(THE DATA)

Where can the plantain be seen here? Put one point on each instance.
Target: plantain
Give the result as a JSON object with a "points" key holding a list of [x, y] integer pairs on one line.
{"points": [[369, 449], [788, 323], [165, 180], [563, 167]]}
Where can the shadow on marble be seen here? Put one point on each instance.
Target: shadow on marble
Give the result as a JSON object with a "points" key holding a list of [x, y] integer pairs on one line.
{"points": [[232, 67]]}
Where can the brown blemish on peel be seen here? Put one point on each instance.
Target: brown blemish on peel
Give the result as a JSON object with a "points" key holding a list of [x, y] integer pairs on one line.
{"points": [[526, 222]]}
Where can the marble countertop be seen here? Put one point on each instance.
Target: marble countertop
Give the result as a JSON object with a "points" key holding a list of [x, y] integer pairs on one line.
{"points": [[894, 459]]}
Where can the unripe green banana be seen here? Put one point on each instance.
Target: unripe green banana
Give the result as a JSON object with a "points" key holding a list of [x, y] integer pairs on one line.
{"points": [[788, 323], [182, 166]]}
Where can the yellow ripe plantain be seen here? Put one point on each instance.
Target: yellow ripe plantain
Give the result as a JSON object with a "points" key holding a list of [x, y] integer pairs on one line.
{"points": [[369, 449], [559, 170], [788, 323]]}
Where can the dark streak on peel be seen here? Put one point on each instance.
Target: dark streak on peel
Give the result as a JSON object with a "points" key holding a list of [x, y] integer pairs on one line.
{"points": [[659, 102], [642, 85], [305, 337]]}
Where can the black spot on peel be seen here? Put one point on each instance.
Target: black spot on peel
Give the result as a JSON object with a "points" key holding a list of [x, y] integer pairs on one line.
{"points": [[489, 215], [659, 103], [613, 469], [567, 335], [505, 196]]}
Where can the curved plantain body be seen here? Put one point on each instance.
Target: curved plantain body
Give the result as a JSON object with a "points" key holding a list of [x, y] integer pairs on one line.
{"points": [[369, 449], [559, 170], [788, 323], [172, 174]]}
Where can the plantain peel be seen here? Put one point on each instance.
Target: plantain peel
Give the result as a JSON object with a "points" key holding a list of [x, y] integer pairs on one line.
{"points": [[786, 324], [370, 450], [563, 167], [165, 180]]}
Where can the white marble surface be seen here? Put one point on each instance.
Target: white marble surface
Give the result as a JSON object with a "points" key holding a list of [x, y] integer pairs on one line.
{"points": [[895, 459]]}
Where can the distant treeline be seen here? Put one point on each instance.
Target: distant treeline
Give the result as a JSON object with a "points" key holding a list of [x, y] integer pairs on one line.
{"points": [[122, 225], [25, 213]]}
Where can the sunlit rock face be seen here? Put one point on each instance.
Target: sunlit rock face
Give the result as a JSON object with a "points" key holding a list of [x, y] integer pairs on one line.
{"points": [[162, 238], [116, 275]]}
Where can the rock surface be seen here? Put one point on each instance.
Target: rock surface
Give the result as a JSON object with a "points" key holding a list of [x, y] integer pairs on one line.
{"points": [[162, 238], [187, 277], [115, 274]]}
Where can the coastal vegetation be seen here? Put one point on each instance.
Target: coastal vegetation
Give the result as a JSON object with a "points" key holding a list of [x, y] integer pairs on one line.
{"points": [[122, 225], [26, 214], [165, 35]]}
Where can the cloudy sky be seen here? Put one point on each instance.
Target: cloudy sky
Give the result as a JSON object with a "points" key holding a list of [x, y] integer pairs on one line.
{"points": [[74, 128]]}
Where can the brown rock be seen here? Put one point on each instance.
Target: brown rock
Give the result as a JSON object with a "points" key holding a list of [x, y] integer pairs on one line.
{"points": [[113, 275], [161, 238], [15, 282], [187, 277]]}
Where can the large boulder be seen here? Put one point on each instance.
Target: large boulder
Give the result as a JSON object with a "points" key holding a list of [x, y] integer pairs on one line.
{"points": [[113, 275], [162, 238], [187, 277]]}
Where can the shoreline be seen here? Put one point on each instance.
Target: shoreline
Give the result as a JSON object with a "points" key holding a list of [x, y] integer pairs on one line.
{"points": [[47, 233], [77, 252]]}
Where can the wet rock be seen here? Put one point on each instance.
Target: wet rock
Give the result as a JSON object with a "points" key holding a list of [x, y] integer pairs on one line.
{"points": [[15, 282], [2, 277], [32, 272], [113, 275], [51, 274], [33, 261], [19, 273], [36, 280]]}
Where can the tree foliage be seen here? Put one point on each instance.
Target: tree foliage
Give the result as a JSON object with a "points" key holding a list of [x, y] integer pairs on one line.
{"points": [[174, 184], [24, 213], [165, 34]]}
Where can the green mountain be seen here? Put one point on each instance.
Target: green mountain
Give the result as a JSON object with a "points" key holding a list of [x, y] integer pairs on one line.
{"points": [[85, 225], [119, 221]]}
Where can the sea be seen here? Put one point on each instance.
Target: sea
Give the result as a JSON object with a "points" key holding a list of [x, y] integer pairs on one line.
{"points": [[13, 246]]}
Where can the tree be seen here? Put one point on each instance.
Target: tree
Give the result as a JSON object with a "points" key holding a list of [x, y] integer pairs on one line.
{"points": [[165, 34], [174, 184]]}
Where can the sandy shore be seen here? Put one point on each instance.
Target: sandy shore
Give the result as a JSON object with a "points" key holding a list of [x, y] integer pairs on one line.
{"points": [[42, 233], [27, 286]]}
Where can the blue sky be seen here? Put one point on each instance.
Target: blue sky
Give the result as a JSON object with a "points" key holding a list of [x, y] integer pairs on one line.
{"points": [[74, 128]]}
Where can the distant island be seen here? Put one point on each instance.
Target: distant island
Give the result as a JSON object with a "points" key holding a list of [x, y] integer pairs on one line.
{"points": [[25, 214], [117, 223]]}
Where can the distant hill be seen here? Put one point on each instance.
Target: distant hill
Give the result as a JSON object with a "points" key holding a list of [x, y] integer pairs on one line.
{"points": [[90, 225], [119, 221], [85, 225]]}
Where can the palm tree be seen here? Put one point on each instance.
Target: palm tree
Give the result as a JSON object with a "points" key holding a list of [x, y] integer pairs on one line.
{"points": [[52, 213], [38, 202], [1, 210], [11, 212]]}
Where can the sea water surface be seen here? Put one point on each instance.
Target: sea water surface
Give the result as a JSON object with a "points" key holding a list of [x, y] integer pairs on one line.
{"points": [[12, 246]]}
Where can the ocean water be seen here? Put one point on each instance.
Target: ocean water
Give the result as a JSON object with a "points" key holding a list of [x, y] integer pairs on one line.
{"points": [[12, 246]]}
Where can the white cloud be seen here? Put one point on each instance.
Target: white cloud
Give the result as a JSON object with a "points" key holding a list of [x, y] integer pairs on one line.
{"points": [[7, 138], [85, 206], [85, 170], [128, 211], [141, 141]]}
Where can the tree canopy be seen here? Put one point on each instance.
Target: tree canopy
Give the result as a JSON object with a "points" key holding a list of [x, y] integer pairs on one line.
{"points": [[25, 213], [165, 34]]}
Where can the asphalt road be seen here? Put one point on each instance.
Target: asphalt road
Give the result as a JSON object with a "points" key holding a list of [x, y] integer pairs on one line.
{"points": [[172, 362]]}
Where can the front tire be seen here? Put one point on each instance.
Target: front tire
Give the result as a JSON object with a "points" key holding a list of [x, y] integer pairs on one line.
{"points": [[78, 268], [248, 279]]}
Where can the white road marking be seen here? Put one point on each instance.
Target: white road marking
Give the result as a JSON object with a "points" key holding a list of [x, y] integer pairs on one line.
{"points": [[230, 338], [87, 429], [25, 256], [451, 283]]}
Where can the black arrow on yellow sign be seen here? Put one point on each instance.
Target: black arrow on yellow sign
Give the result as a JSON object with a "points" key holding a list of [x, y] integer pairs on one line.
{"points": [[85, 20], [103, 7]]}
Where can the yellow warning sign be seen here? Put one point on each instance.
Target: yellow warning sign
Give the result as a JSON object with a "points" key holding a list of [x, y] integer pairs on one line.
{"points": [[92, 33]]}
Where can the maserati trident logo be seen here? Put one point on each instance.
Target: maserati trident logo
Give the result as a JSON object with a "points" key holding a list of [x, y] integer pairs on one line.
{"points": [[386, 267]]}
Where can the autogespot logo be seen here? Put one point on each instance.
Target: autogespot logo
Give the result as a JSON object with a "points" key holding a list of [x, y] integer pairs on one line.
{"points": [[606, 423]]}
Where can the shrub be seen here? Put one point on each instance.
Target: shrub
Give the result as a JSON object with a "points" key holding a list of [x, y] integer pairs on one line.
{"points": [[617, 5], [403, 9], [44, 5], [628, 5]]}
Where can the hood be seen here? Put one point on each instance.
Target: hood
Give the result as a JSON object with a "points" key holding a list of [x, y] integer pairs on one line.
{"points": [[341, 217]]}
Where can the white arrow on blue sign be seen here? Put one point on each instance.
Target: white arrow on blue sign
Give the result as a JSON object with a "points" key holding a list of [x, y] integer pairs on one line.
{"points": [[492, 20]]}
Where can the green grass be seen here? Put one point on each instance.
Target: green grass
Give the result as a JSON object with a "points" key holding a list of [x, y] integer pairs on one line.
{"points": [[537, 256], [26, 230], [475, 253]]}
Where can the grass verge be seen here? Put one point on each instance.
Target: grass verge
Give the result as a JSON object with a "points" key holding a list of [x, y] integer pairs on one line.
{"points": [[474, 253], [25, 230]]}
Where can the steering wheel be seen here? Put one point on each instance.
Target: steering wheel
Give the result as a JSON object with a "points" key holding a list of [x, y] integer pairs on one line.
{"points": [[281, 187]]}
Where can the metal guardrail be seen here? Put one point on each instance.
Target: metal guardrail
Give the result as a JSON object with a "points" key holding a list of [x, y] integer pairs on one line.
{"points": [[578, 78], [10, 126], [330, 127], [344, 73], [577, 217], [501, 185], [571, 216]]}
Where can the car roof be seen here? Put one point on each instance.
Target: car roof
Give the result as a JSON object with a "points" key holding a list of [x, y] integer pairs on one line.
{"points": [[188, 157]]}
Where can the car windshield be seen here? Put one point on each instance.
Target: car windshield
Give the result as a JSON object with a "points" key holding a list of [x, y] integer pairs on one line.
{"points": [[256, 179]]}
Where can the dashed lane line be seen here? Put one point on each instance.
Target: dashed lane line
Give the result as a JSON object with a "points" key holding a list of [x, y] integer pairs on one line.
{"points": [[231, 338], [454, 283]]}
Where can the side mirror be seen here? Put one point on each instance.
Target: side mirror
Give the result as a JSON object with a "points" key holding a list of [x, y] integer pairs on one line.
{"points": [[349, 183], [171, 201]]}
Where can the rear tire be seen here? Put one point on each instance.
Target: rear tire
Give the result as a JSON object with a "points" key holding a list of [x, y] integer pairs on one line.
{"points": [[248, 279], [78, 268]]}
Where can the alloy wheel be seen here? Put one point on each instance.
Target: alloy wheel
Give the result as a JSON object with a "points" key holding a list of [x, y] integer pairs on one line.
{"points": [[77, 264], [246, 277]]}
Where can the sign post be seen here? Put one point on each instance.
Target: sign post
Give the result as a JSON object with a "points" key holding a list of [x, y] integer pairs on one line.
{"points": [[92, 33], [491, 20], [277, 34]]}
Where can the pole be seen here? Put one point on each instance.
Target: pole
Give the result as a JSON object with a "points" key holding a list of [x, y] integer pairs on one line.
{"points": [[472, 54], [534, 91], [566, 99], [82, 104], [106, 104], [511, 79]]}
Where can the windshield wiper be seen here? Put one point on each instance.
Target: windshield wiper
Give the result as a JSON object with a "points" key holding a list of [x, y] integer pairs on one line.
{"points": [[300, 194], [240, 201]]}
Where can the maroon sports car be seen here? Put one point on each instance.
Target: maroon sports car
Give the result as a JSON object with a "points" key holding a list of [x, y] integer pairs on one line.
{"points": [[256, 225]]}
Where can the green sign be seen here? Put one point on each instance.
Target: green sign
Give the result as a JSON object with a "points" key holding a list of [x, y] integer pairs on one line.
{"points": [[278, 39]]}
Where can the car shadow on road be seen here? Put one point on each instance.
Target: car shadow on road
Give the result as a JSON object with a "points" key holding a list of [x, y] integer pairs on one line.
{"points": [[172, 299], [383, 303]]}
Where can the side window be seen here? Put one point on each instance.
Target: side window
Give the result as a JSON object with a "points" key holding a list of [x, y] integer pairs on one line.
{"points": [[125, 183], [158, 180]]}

(YOUR GOAL) Repeat the lines from the first one in the records through the line containing "Target: shadow on marble", exactly as written, and nothing else.

(FINISHED EXERCISE)
Where can the plantain be seen here? Put one point on each instance.
Target: plantain
Give the result as a JSON object with a "points" key holding a list of [x, y] integer pairs on one line.
{"points": [[369, 449], [788, 323], [165, 180], [563, 167]]}
Where can the shadow on marble be seen here? Put one point on each instance.
Target: shadow on marble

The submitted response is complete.